• _EXERCISE TEXT_:
┄┄┄┄┄┄┄┄┄┄

January 25, 2022 may become the day the music died for a number of the remaining Appalachian coal-fired power plants.
That’s when PJM, the regional transmission operator (RTO) that manages wholesale energy markets in all or parts of 13 mid-Atlantic and midwestern states and the District of Columbia, will hold a “capacity auction” to lock in enough electricity generating capacity to ensure the reliability of the region’s electric grid from 2023 to 2024.
Power plants and other providers of energy services that offer to make their capacity available at the lowest prices become eligible for capacity payments from PJM based on how much electricity they are capable of delivering. The value of the payments is significant. This year, PJM is paying suppliers that cleared the latest capacity auction $140/MW-day (megawatt day). For a 1,500 MW power plant, which is typical for major coal-fired plants in the area, that comes to over $75 million a year, sometimes more than a quarter of all the revenue a power plant earns. That’s because the money plants receive in capacity payments is over and above the money they make from generating and selling electricity.
At a time when many coal plants are experiencing declining capacity factors (utilization rates) and corresponding losses in sales and market share due to intense competition from low-cost natural gas and renewable resources, capacity payments can be financial life savers. But, if the value of capacity payments were to drop precipitously, some plants could suddenly find themselves no longer financially viable. That’s just what happened in June, when the PJM auction for the year 2022-2023 came in with a price of just $50/MW-day, down from the previous price of $140/MW-day.
The drop represented a 64% decline in capacity payment revenue for the plants that successfully cleared the auction. And it represented a 100% decline for those that failed to clear the auction because their bids were too high. Consequences were immediate. A month after the auction, Vistra Energy announced that the 1,351 MW Zimmer coal-fired power plant in Clermont, Ohio would be retired in 2022, five years ahead of schedule. Four months later, First Energy announced that the immense 2,220 MW Sammis plant in Stratton, Ohio, which had previously retired four of its generating units, would retire the remaining three in 2028.
Now, remaining coal-fired plants that are financially vulnerable are facing another run through the gauntlet. On January 25th, PJM will hold its 2023-2024 capacity auction. If that auction produces a similarly low capacity price, additional plants could go down. And we don’t have to look far to find candidates.
For confidentiality reasons, PJM does not disclose which plants receive capacity payments, but we know from public records that many coal plants are operating at historically low levels. In 2019, before the pandemic, four of West Virginia’s eight major coal plants were operating at less than 50% of capacity and 3 were operating at less than 40%, including the state’s largest plant, John E. Amos in Putnam county, and the 1,560 MW Mitchell plant in Marshall County. A number of plants in Pennsylvania are also rumored to be on very shaky financial footing.
Some inefficient coal plants find shelter because they are partially insulated from market forces, In regulated states like West Virginia, utilities are allowed and sometimes encouraged by state public service commissions to shift operating costs that they can’t recover from sales of electricity into the wholesale market onto the backs of West Virginia customers. That’s a large part of the reason why, between 2008 and 2019, customers in West Virginia were hit with the fastest rising electric bills in the nation and states whose electric systems are most reliant on coal experienced many of the biggest increases.
At some point, however, the capacity of customers to absorb rate increases will be exhausted, in some places sooner than others, and market forces will prevail. The upcoming PJM 2023-2024 capacity auction could induce a final reckoning sooner than many communities that host vulnerable power plants are prepared for. Or it could produce a price correction in response to the last auction’s stunning result. Either way, it’s an event to which some of us will be paying attention in breathless anticipation.

┄┄┄┄┄┄┄┄┄┄

(Recorded data)
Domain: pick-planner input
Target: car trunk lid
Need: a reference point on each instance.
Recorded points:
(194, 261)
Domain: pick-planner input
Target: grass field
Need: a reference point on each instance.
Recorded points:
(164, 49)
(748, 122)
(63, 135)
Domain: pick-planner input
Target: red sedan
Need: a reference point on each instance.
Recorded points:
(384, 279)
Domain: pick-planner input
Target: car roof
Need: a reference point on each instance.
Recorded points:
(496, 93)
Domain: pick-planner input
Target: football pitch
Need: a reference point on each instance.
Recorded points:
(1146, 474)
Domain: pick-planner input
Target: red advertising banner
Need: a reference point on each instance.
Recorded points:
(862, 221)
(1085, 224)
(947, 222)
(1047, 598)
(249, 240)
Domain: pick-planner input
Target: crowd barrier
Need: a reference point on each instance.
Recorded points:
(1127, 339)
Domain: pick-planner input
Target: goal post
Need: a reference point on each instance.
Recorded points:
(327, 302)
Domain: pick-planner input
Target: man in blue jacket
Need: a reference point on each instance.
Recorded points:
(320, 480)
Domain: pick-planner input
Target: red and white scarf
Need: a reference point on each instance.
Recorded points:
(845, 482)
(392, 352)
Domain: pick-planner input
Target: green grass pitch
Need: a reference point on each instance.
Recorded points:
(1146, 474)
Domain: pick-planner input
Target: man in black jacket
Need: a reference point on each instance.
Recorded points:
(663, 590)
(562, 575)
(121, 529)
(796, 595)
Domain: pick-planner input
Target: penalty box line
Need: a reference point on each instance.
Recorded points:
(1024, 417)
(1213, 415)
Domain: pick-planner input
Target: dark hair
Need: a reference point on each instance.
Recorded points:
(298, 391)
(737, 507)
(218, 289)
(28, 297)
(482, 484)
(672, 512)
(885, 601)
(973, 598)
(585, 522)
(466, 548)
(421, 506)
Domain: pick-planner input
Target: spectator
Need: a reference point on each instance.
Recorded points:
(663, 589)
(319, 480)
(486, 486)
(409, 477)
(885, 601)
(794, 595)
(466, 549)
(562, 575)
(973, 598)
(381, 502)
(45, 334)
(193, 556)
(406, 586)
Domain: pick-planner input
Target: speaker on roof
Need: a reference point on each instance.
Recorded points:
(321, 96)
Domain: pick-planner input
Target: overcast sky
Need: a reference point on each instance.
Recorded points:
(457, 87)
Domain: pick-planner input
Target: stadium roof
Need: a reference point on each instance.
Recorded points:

┄┄┄┄┄┄┄┄┄┄

• _PROBLEM SET_:
a – Answer these from the capacity auction article:
(i) How much per MW-day is PJM paying this year to suppliers that cleared the latest capacity auction?
(ii) Which company announced that the Zimmer coal-fired power plant would be retired in 2022?
(iii) In which county is the 1,560 MW Mitchell plant located?
b – Output a passage of the capacity auction article unchanged, beginning at the words "Now, remaining coal-fired" and stopping after "shaky financial footing.".
These rows were taken from a different source than the text.

• _ANSWERS PER TASK_:
a –
(i) $140/MW-day
(ii) Vistra Energy
(iii) Marshall County

b –
Now, remaining coal-fired plants that are financially vulnerable are facing another run through the gauntlet. On January 25th, PJM will hold its 2023-2024 capacity auction. If that auction produces a similarly low capacity price, additional plants could go down. And we don’t have to look far to find candidates.
For confidentiality reasons, PJM does not disclose which plants receive capacity payments, but we know from public records that many coal plants are operating at historically low levels. In 2019, before the pandemic, four of West Virginia’s eight major coal plants were operating at less than 50% of capacity and 3 were operating at less than 40%, including the state’s largest plant, John E. Amos in Putnam county, and the 1,560 MW Mitchell plant in Marshall County. A number of plants in Pennsylvania are also rumored to be on very shaky financial footing.